- **PASSAGE**

▶

That would be bad enough. You see, for a man to be an agnostic and say, well, I just don't know if there's anything good or evil, that's bad enough. But when men go so far as to take the thing God has called evil, and say it is not evil, and go beyond even making a neutral pronouncement, and say I'm not sure whether it's good or evil, but they take the very thing upon which God has pronounced the name and judgment evil, and they call it good. When vice becomes virtue, what a frightening state, an inversion of moral standards.
It's not mere perversion, it is inversion. They take that which God has constituted and called darkness. Darkness is always a picture when it's used with reference to moral issues. It's a picture of a turning aside from the realm of God's holiness.
God is light, that is. God is spotless moral purity, and in Him is no darkness, no sin, no stain of moral evil. They take that which is the stain, that which is moral evil, and they not only neutralize it, but they say it is actually moral virtue. It is light.
Modern Manifestations of Moral Inversion
God calls departure from His law bitterness. They say no, it is not bitterness, it is actual sweetness. This text describes a tragic inversion of God's inflexible moral standard. And I would like to suggest, and this is the heart of the burden of the message tonight, that this is the tragedy with which you and I are living in our day.

◀

[Source data]
▶

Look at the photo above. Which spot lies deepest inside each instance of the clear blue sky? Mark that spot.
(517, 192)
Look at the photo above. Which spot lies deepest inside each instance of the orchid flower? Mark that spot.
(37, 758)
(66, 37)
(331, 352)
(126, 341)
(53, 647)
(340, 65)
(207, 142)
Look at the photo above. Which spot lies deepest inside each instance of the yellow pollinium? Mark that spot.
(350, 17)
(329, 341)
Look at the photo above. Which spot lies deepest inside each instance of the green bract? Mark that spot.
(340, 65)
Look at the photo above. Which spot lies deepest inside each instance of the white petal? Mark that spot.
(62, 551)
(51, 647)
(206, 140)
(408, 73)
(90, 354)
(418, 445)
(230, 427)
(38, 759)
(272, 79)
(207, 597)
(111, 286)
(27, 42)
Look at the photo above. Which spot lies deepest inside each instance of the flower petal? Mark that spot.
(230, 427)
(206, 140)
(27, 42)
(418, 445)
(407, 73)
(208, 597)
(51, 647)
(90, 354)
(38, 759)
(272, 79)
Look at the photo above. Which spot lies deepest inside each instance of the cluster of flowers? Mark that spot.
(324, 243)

◀

- **REQUIRED WORK**
- 1) For each thing the passage on moral inversion says God has called by a name, give that name and what people are said to call it instead.
- 2) Carry on the passage on moral inversion from its final sentence.
The data come from a separate source.

- **ANSWER LIST**
- 1)
- Evil is called good.
- Darkness is called light.
- Bitterness (departure from His law) is called sweetness.

- 2)
As a nation, in the realms of politics, ethics and morals, whether we're talking about them in the home, in the school, in the classroom, in the professor's chair at the college, into the very highest courts of government a la Watergate, international politics, we are living to behold, verse 20 of Isaiah 5, before our own eyes, a situation in which what God calls evil is being preached as good and as virtuous. Now let me demonstrate it. Let's take that inflexible standard of right and wrong, darkness and light, bitter and sweet, the holy law of God, and let's just pick out several of the commandments. This is not an exhaustive study, only suggested so that it will, I trust, produce some independent meditation on your part. The first commandment is, Thou shalt have no other gods before me. This commandment says it is good that man, the creature, should recognize in the one true and living God, who is Father, Son, and Holy Spirit, Creator and Sustainer of the universe, that the creature should recognize in that God the source of his life, the source of all that is good and glorious,
and give to that God the unrivaled allegiance of his heart. Thou shalt have no other gods before me. I am the one true and living God. The God who has revealed himself in creation and in the revelation of the scriptures, the God who has absolute claim over all of my creatures, the fountain of life and good, worship me alone, and this is good and this is right.
We are told in our day, from educational circles, and sad to say as in the day in which Isaiah lived from religious circles as well, or within religious circles, no, no, this is not right. This is too narrow. It is now called an evil thing to insist that there is but one true and living God, and that that God is the Creator of heaven and earth. It's not intellectually sophisticated to talk about a God who brought the world into being out of nothing by the word of his power.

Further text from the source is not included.